▶ TASK PROMPT: Pull out every line in the listing below that contains the string "skin".

▶ GIVEN DATA:

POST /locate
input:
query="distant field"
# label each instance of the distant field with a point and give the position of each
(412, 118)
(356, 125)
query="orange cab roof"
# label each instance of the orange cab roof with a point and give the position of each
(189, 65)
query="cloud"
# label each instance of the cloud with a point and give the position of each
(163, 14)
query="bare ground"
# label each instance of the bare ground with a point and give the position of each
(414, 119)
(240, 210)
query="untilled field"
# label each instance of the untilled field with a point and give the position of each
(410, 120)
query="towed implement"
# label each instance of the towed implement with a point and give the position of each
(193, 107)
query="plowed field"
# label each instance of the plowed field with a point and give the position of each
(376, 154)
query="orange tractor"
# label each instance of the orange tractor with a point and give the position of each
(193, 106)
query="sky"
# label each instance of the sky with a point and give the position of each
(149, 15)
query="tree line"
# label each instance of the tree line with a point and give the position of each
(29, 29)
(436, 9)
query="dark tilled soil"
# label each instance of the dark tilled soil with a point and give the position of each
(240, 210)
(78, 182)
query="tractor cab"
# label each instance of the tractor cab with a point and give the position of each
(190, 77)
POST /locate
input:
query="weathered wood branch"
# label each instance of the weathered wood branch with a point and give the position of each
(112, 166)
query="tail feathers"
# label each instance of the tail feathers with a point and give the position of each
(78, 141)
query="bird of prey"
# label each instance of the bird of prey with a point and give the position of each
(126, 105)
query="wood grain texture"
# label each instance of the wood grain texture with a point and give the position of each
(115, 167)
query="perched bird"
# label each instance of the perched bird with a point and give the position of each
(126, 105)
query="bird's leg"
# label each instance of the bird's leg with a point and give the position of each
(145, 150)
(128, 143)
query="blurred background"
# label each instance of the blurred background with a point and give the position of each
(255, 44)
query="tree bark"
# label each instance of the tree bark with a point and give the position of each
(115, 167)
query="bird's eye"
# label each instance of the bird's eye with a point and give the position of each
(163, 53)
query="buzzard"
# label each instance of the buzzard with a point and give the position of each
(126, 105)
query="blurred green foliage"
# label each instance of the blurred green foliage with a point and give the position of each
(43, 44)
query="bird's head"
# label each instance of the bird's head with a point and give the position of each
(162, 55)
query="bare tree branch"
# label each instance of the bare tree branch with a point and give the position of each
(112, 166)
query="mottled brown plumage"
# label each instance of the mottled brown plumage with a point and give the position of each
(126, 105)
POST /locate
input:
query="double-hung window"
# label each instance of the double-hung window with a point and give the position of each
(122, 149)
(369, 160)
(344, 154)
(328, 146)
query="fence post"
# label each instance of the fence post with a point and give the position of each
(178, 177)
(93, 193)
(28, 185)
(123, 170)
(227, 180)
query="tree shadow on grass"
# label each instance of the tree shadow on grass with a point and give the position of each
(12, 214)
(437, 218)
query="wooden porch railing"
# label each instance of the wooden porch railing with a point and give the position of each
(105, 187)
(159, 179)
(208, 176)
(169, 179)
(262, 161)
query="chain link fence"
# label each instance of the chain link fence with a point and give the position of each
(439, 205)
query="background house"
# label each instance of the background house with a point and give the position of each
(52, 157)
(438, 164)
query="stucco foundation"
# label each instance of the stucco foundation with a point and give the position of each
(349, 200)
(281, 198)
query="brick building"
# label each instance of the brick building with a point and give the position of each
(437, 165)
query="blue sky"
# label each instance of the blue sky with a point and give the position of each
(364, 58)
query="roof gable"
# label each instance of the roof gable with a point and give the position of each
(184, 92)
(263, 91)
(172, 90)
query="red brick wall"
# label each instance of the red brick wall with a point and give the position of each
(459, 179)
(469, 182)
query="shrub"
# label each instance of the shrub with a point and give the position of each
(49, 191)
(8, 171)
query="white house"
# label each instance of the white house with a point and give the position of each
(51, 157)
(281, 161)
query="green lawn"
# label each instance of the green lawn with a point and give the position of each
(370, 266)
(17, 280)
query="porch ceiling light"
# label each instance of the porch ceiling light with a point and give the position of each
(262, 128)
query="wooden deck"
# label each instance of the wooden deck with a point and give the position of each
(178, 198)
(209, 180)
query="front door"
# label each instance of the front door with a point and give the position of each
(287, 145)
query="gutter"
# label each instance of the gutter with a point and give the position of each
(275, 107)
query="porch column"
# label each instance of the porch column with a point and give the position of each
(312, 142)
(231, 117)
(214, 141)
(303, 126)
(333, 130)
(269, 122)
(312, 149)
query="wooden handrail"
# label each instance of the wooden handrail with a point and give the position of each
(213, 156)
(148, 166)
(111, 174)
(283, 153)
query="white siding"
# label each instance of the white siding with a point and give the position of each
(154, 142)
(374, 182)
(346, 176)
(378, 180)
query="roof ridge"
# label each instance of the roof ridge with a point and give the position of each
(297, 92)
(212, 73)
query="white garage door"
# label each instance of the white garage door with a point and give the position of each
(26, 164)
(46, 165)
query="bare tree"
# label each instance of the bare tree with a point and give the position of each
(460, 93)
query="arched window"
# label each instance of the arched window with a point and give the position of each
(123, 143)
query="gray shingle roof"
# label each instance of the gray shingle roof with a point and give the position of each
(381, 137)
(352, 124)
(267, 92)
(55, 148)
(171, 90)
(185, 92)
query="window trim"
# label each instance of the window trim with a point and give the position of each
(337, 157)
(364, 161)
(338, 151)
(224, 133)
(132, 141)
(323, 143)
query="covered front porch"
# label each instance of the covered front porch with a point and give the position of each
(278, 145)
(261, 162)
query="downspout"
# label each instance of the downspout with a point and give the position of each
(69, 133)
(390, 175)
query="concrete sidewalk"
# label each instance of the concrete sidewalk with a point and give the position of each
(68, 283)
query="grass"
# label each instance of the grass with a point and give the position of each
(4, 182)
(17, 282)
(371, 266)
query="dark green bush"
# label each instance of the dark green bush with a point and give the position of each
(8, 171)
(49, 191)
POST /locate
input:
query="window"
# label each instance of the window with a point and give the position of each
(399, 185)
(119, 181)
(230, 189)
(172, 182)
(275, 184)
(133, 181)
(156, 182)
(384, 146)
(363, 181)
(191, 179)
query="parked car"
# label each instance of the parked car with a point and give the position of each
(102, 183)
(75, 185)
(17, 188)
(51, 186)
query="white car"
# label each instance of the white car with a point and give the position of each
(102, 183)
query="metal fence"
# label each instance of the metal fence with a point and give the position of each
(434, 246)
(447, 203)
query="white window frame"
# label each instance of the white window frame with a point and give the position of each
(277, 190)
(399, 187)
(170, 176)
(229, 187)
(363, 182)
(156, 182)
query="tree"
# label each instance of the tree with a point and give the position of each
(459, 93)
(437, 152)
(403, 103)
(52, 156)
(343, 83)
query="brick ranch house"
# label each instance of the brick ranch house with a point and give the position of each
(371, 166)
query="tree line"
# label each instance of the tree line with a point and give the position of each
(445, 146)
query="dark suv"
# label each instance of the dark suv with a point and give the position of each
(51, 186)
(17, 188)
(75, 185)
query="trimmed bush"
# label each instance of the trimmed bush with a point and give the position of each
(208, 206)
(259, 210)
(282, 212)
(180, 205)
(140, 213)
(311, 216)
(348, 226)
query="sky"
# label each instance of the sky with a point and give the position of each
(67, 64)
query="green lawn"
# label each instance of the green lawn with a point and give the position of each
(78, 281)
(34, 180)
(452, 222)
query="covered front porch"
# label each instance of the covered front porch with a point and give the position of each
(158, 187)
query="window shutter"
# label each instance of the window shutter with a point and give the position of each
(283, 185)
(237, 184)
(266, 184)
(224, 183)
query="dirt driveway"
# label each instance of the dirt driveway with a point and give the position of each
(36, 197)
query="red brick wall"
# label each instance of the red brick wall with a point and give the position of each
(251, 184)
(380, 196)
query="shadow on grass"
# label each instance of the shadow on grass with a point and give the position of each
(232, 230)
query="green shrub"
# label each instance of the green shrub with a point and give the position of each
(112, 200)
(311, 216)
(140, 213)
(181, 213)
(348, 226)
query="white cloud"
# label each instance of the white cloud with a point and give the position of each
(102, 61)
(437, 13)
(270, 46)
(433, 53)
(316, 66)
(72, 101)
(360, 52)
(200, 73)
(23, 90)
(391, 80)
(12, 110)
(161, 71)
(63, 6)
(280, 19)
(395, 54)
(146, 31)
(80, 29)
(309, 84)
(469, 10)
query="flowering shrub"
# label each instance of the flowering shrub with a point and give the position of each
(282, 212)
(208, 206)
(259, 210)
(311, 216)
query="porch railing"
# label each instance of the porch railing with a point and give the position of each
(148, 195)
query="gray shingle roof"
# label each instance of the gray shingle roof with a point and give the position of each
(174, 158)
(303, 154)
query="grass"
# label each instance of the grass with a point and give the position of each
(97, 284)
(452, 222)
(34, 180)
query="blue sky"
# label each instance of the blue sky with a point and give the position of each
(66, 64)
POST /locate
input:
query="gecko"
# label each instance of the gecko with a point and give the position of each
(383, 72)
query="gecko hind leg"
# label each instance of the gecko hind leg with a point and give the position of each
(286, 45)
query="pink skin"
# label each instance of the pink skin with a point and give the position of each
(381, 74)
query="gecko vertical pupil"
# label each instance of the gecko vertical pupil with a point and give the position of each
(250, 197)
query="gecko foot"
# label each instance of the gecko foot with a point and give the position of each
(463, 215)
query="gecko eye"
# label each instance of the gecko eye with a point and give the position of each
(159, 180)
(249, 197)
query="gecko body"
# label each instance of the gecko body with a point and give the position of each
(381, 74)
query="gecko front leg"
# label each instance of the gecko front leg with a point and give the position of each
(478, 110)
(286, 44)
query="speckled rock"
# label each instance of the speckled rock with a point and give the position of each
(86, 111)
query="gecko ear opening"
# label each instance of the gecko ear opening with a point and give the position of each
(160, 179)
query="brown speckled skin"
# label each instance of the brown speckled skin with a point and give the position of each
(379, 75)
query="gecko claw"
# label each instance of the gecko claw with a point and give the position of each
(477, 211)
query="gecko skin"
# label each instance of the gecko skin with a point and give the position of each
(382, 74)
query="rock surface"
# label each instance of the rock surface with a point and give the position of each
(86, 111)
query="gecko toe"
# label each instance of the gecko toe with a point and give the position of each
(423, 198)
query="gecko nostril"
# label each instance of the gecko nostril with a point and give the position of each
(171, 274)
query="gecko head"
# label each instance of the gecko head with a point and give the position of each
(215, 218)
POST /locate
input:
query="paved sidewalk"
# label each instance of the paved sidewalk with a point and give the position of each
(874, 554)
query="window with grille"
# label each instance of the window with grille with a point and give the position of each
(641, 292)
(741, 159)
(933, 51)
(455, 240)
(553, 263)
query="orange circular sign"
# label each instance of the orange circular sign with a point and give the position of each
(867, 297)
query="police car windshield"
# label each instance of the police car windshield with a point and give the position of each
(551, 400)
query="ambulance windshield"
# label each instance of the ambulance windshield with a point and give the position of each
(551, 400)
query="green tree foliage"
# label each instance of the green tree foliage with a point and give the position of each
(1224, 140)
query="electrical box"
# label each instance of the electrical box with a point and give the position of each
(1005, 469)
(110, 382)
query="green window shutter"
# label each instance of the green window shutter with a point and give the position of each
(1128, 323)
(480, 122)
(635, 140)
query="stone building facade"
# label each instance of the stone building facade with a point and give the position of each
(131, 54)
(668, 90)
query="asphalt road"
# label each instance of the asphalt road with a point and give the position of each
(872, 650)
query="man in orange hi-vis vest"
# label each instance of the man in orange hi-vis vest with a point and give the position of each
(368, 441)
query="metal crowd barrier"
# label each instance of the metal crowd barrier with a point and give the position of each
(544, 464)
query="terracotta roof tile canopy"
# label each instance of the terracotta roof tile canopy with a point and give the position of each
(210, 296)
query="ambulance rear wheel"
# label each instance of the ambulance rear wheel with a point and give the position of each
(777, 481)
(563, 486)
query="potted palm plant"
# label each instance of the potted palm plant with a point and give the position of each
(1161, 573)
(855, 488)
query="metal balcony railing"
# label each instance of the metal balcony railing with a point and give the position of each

▶ SOLUTION:
query="pink skin"
# label each instance of the pink skin with a point and give the position of each
query="brown speckled skin"
# label each instance of the brown speckled skin with a point and give the position of each
query="gecko skin"
# label each instance of the gecko skin with a point and give the position of each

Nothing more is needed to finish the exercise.